Thread: subquery question

subquery question

From
Sebastian Böhm
Date:
Hi,

I have a table: (date timestamp, id integer, value integer)

What Iam trying to do is to get a result that looks like this:

day          sum_odd    sum_even
2009-01-01     6565        78867
2009-01-02     876785      87667


basically a need to combine these two queries into one:

SELECT    date_trunc('day',date) AS day,   sum(value) AS sum_odd     FROM xyz WHERE    id % 2 = 1    GROUP BY date_trunc('day',date)
SELECT    date_trunc('day',date) AS day,   sum(value) AS sum_even    FROM xyz WHERE    id % 2 = 0    GROUP BY date_trunc('day',date)

I found various ways to do this via unions or joins, but none of them seem efficient, what is the best way to do that ? 


thank you very much
Sebastian

Re: subquery question

From
Bob Henkel
Date:
Does this help
Here is my test table data.
ID;DATE;VALUE
1;"2009-03-13";5
2;"2009-03-13";2
3;"2009-03-11";1
4;"2009-03-11";2
5;"2009-03-11";3

SELECT mydate AS day,      SUM(CASE WHEN id % 2 = 1 THEN value END) AS sum_odd,      SUM(CASE WHEN id % 2 = 0 THEN
valueEND) AS sum_even 
FROM xyz
GROUP BY mydate;
DATE;SUM_ODD;SUM_EVEN
"2009-03-11";4;2
"2009-03-13";5;2

Check the plans generated to see if one query actually appears better
than another.

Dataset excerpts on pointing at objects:
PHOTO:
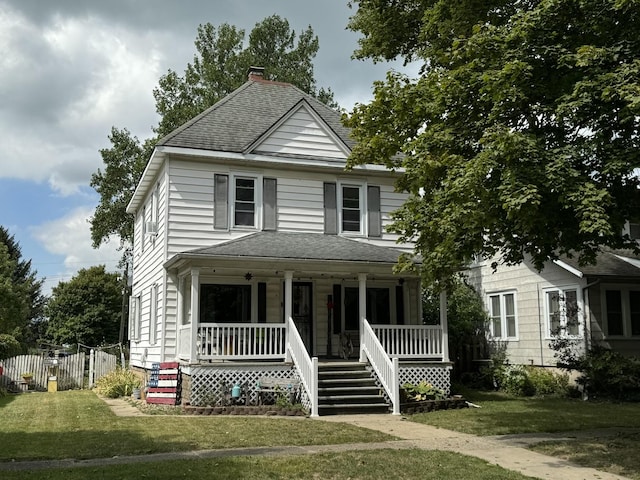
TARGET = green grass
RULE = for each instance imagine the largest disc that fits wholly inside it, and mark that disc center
(369, 465)
(618, 454)
(502, 414)
(77, 424)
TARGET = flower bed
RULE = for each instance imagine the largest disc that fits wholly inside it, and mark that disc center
(270, 410)
(431, 405)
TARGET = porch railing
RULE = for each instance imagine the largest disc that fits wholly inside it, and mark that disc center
(306, 366)
(410, 341)
(221, 341)
(386, 368)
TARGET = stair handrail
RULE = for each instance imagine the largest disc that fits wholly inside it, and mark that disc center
(385, 367)
(306, 366)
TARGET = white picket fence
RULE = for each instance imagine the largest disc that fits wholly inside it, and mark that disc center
(69, 370)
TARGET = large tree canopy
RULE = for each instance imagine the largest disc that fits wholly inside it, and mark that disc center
(86, 309)
(520, 136)
(219, 67)
(21, 299)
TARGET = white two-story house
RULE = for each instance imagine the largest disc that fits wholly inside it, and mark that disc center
(256, 253)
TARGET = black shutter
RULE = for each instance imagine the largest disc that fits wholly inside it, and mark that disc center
(221, 202)
(373, 205)
(262, 302)
(399, 305)
(337, 309)
(269, 195)
(330, 210)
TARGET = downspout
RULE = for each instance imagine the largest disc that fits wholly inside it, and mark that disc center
(541, 325)
(587, 314)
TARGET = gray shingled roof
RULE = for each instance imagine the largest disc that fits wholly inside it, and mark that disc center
(238, 120)
(608, 264)
(300, 246)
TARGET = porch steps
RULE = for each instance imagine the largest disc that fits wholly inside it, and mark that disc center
(347, 387)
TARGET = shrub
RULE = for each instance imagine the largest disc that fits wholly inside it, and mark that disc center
(118, 383)
(422, 391)
(547, 382)
(609, 374)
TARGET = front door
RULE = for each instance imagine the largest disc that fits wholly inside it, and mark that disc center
(302, 310)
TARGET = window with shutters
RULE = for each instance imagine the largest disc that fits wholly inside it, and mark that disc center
(352, 209)
(562, 308)
(244, 202)
(502, 312)
(621, 307)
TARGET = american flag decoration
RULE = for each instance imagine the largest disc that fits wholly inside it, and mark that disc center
(164, 384)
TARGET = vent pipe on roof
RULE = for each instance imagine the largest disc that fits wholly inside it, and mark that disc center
(256, 73)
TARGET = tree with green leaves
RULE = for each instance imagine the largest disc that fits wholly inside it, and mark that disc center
(220, 66)
(521, 135)
(21, 299)
(86, 309)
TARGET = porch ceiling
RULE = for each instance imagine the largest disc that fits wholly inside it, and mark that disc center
(316, 251)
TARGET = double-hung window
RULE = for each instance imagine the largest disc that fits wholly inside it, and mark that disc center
(621, 305)
(245, 202)
(562, 306)
(502, 310)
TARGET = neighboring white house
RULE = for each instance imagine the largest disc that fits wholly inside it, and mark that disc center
(598, 303)
(255, 251)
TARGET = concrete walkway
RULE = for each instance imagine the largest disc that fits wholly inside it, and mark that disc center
(505, 451)
(508, 451)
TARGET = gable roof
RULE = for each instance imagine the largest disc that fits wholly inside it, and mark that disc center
(609, 263)
(239, 122)
(241, 118)
(295, 246)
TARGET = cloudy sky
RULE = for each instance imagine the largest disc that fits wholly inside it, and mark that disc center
(71, 69)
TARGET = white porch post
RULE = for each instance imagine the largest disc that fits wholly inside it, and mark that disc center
(288, 301)
(362, 303)
(195, 314)
(443, 326)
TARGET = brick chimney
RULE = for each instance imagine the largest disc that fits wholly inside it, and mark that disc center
(256, 73)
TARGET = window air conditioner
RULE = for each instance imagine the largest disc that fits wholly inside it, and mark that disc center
(151, 228)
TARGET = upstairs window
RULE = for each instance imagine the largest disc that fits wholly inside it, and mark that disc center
(245, 202)
(351, 209)
(502, 310)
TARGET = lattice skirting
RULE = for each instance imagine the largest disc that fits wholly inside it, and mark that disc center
(437, 374)
(208, 383)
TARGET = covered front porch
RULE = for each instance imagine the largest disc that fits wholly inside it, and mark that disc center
(243, 314)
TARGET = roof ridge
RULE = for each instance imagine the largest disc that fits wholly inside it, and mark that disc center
(204, 113)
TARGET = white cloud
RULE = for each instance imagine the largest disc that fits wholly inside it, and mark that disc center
(70, 238)
(64, 86)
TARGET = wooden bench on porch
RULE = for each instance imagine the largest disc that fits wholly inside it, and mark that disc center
(278, 386)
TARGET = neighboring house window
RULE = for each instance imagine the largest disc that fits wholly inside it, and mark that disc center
(221, 303)
(245, 202)
(502, 310)
(622, 310)
(134, 317)
(562, 312)
(153, 324)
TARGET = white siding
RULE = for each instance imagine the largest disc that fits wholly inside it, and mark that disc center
(301, 134)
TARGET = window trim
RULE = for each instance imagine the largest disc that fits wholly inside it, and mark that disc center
(503, 320)
(257, 201)
(624, 290)
(563, 327)
(362, 199)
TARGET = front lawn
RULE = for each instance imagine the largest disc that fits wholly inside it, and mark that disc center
(370, 465)
(77, 424)
(502, 414)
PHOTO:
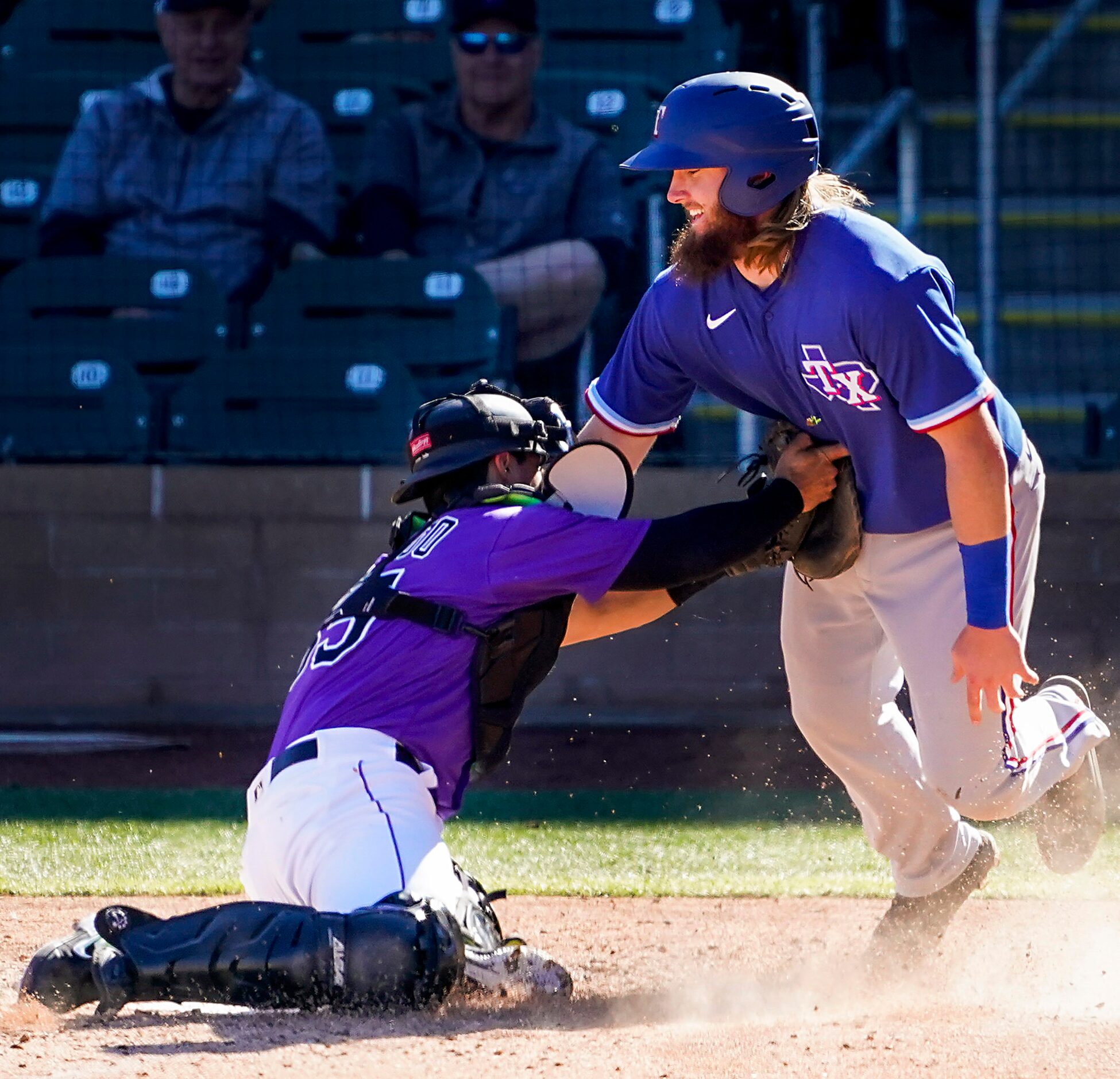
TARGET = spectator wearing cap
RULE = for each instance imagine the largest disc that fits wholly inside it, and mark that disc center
(201, 160)
(488, 175)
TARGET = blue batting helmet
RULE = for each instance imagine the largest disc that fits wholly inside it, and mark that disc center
(760, 129)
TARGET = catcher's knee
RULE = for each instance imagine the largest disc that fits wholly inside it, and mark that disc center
(398, 954)
(403, 951)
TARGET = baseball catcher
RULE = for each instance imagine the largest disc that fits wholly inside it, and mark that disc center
(412, 685)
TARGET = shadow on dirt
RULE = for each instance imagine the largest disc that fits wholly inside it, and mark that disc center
(256, 1031)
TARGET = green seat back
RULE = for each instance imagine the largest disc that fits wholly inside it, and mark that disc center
(665, 42)
(24, 186)
(73, 402)
(439, 318)
(349, 101)
(396, 38)
(155, 314)
(291, 407)
(616, 106)
(80, 35)
(49, 103)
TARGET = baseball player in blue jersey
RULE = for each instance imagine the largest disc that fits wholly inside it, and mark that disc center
(412, 683)
(786, 300)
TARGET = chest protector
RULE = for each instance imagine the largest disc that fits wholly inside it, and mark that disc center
(510, 660)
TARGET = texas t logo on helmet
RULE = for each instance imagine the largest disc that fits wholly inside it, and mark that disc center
(759, 128)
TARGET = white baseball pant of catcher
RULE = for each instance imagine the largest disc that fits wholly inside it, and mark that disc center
(847, 643)
(346, 830)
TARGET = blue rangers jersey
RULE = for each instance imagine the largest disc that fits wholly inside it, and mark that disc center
(858, 342)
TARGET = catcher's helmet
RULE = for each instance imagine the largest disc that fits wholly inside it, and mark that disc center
(760, 129)
(461, 429)
(559, 435)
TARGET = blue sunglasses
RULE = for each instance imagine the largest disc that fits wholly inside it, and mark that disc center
(474, 43)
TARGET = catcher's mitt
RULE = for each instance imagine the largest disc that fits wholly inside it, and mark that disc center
(821, 542)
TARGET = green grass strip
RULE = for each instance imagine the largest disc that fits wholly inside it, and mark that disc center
(511, 839)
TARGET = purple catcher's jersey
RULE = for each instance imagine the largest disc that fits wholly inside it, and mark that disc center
(857, 343)
(412, 683)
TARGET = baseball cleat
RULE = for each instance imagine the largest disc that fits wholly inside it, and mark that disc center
(1070, 817)
(60, 975)
(516, 966)
(912, 927)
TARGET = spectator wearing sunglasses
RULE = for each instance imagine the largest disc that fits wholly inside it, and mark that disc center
(488, 175)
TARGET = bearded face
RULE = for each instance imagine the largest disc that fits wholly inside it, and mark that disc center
(710, 242)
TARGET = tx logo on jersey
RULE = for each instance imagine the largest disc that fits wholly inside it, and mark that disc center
(847, 381)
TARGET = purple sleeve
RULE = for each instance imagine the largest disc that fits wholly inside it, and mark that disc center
(543, 552)
(918, 346)
(642, 390)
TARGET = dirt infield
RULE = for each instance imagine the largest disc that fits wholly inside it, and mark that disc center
(663, 989)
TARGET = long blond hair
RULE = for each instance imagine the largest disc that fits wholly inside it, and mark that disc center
(822, 191)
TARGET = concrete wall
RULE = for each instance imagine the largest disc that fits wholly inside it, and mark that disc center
(190, 592)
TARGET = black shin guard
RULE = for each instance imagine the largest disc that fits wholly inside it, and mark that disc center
(475, 914)
(398, 954)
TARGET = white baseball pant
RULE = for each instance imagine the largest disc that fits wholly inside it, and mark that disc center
(346, 830)
(847, 643)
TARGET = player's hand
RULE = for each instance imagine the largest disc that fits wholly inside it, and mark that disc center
(990, 661)
(811, 469)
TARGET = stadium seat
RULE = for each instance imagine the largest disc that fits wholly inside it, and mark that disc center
(662, 42)
(38, 111)
(395, 38)
(159, 316)
(22, 188)
(289, 406)
(74, 402)
(614, 106)
(44, 36)
(349, 102)
(438, 318)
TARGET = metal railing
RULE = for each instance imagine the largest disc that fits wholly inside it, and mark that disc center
(994, 106)
(897, 113)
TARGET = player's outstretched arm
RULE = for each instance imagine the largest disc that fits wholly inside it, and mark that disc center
(988, 653)
(633, 448)
(615, 613)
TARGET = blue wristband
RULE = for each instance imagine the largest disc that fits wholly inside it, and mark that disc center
(988, 583)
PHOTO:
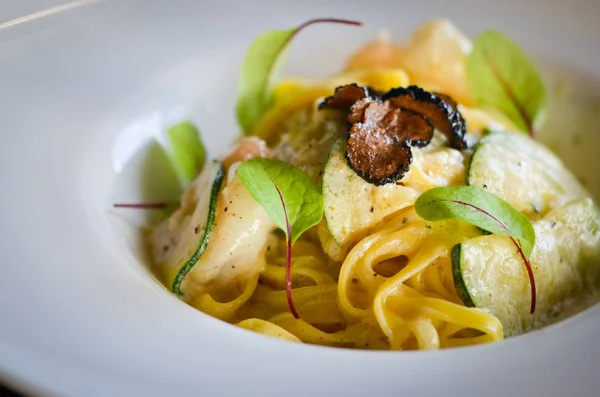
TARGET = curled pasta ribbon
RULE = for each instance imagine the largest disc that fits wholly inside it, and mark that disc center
(226, 311)
(315, 304)
(400, 237)
(275, 276)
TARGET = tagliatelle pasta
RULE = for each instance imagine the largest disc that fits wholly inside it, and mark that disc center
(376, 276)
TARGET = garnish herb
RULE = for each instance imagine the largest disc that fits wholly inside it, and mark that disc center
(291, 199)
(254, 93)
(501, 76)
(484, 210)
(188, 152)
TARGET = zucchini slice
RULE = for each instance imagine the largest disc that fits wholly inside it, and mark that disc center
(179, 242)
(490, 274)
(523, 172)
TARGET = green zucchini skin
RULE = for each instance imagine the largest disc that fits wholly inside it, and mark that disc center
(205, 239)
(489, 273)
(459, 282)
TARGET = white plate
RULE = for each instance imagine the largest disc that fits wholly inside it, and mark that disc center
(82, 87)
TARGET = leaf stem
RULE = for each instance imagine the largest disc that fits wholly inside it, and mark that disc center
(510, 94)
(288, 256)
(529, 273)
(476, 208)
(142, 206)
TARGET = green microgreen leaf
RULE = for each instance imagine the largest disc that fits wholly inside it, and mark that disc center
(484, 210)
(254, 93)
(188, 152)
(289, 196)
(501, 76)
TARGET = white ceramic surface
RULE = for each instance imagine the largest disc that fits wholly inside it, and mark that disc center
(83, 87)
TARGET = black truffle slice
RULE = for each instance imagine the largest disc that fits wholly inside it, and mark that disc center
(379, 139)
(440, 109)
(345, 96)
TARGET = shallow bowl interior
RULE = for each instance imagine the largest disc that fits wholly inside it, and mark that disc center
(85, 90)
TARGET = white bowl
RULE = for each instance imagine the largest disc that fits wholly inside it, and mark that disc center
(83, 86)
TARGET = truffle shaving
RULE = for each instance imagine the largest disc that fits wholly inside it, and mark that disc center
(380, 137)
(345, 96)
(440, 109)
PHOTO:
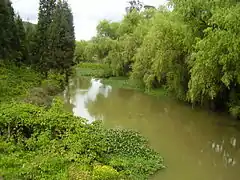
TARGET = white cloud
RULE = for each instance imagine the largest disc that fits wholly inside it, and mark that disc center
(87, 13)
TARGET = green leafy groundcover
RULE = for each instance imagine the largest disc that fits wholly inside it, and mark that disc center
(40, 143)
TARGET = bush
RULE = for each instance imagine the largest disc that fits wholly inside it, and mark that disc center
(15, 82)
(105, 173)
(40, 143)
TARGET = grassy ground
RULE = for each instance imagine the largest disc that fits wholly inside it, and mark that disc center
(40, 140)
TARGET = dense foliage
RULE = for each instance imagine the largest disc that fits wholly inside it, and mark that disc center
(39, 143)
(190, 48)
(47, 46)
(38, 138)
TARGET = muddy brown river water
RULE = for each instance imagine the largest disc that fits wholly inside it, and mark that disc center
(196, 144)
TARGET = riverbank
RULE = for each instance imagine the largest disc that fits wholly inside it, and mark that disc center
(89, 70)
(38, 141)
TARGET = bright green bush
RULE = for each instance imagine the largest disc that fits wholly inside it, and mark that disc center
(16, 82)
(40, 143)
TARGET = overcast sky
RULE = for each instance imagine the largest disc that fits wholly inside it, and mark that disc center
(87, 13)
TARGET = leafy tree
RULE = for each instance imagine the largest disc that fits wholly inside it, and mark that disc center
(62, 39)
(134, 5)
(8, 31)
(41, 50)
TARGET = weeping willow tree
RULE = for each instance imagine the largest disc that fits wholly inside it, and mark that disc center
(190, 50)
(162, 58)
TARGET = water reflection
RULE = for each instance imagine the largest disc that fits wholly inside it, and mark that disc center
(80, 98)
(222, 149)
(193, 144)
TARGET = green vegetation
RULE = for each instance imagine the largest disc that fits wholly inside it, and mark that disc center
(191, 50)
(39, 143)
(38, 138)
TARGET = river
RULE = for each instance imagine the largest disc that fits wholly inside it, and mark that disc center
(196, 144)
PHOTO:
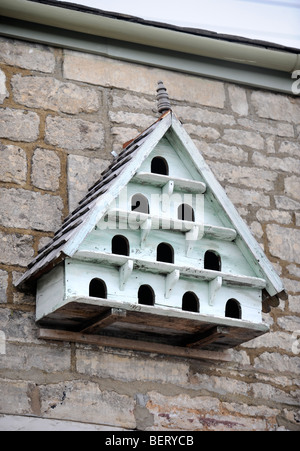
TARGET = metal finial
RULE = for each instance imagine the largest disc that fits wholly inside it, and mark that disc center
(163, 98)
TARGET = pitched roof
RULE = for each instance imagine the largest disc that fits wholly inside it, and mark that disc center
(96, 203)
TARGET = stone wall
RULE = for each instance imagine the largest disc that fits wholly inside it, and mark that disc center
(61, 114)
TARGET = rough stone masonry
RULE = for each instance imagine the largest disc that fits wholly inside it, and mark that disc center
(61, 114)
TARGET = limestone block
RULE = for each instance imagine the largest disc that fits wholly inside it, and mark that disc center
(30, 210)
(51, 94)
(16, 249)
(238, 100)
(86, 402)
(3, 91)
(3, 286)
(244, 138)
(284, 243)
(19, 125)
(108, 72)
(46, 169)
(13, 164)
(83, 172)
(27, 55)
(74, 134)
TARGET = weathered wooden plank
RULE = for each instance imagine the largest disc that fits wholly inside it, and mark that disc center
(139, 346)
(102, 321)
(208, 337)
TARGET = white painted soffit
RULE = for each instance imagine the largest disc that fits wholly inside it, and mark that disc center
(92, 22)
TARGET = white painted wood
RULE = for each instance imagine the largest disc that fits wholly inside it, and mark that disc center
(145, 230)
(171, 281)
(213, 288)
(50, 291)
(168, 268)
(191, 238)
(166, 191)
(180, 139)
(133, 218)
(184, 185)
(125, 273)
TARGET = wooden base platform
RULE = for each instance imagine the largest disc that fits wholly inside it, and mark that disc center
(145, 328)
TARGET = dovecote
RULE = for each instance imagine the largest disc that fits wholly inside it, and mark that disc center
(155, 257)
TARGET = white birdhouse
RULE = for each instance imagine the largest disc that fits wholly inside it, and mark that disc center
(156, 253)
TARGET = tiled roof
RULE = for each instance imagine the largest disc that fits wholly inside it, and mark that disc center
(51, 254)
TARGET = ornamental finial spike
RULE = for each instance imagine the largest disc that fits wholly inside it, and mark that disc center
(163, 100)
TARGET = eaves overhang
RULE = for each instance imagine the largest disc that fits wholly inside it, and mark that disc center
(202, 47)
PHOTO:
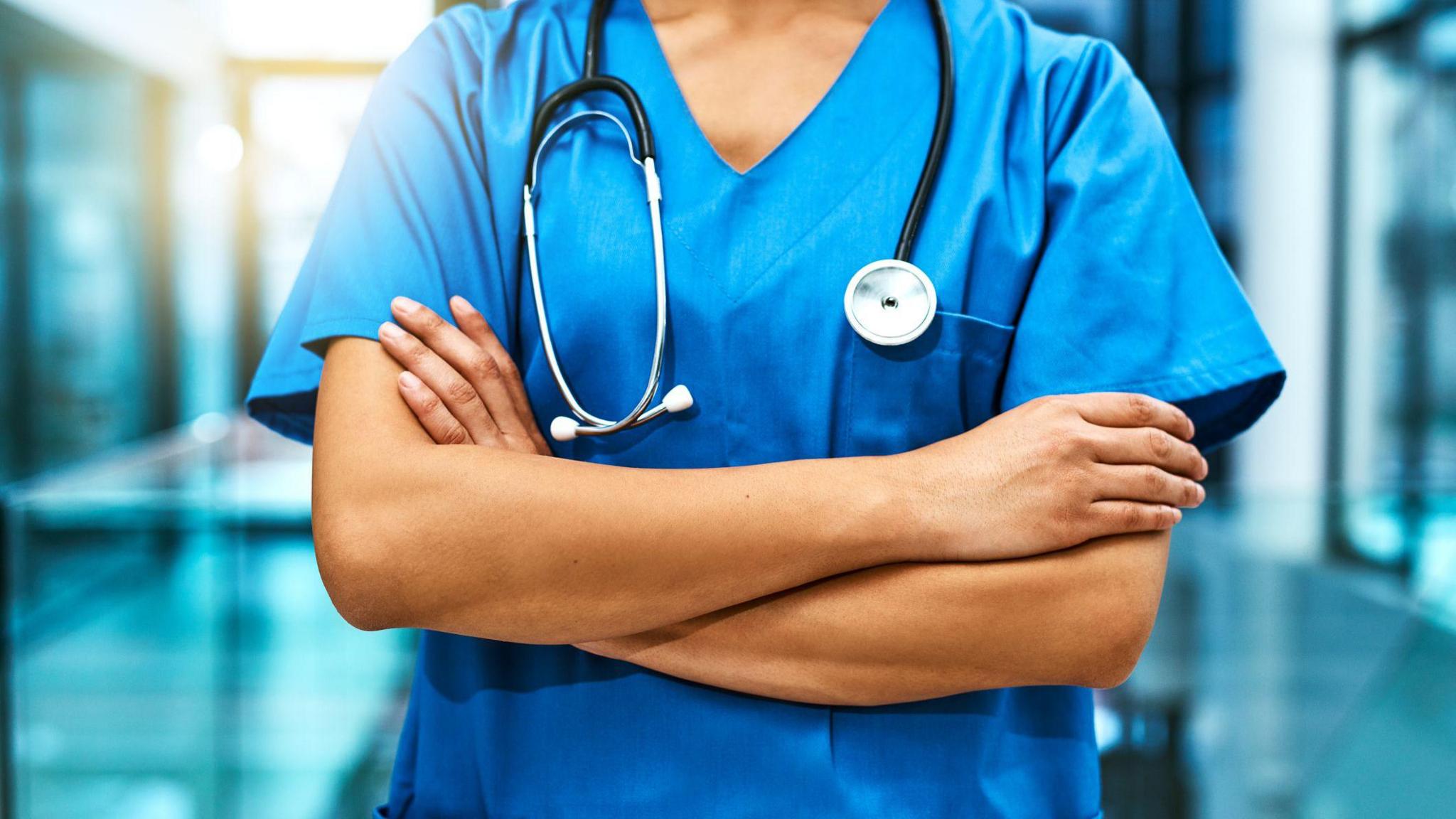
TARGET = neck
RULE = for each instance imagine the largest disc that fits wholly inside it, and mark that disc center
(761, 12)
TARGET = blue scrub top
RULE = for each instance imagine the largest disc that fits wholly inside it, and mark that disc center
(1069, 255)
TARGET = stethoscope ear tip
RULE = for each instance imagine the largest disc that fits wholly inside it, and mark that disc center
(564, 429)
(678, 398)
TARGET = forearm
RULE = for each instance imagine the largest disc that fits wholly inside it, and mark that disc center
(909, 633)
(539, 550)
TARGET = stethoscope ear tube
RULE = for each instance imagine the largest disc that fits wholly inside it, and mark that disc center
(540, 124)
(678, 398)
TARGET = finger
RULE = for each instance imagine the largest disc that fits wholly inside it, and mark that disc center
(1146, 484)
(1133, 410)
(432, 413)
(1150, 445)
(1125, 516)
(468, 359)
(478, 330)
(458, 394)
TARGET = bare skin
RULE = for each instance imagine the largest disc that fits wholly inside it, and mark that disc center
(1033, 554)
(887, 634)
(751, 70)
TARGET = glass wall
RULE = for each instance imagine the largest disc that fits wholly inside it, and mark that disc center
(1393, 442)
(79, 233)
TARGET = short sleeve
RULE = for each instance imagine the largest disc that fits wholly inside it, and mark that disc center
(411, 205)
(1132, 291)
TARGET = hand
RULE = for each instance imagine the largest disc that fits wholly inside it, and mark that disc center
(1056, 473)
(459, 381)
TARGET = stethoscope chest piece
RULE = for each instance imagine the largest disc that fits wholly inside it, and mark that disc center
(890, 302)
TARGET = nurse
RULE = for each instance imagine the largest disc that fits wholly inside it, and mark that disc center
(852, 580)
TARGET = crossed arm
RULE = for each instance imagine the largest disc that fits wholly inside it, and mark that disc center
(749, 579)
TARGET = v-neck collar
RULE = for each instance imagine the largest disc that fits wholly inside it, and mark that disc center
(682, 108)
(887, 82)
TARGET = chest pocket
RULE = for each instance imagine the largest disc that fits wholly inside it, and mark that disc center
(941, 385)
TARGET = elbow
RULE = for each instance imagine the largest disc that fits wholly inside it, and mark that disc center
(1121, 634)
(357, 569)
(1118, 655)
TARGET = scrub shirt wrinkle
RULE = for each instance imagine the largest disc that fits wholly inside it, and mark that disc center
(1069, 255)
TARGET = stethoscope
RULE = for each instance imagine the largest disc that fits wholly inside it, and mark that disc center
(889, 302)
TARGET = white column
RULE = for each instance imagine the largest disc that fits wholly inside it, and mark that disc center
(1286, 80)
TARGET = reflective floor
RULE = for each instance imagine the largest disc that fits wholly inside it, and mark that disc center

Stated problem 1: Report how many lines of the rows contain the string "stethoscope", treating case as significant, and give only that number.
Stated problem 2: Resume the subquery thread from the point at which it stops.

Output 1: 4

Output 2:
Bob


On Thu, Mar 12, 2009 at 9:06 PM, Sebastian Böhm <seb@exse.net> wrote:
> Hi,
> I have a table: (date timestamp, id integer, value integer)
> What Iam trying to do is to get a result that looks like this:
> day          sum_odd    sum_even
> 2009-01-01     6565        78867
> 2009-01-02     876785      87667
>
> basically a need to combine these two queries into one:
> SELECT    date_trunc('day',date) AS day,   sum(value) AS sum_odd     FROM
> xyz WHERE    id % 2 = 1    GROUP BY date_trunc('day',date)
> SELECT    date_trunc('day',date) AS day,   sum(value) AS sum_even    FROM
> xyz WHERE    id % 2 = 0    GROUP BY date_trunc('day',date)
> I found various ways to do this via unions or joins, but none of them seem
> efficient, what is the best way to do that ?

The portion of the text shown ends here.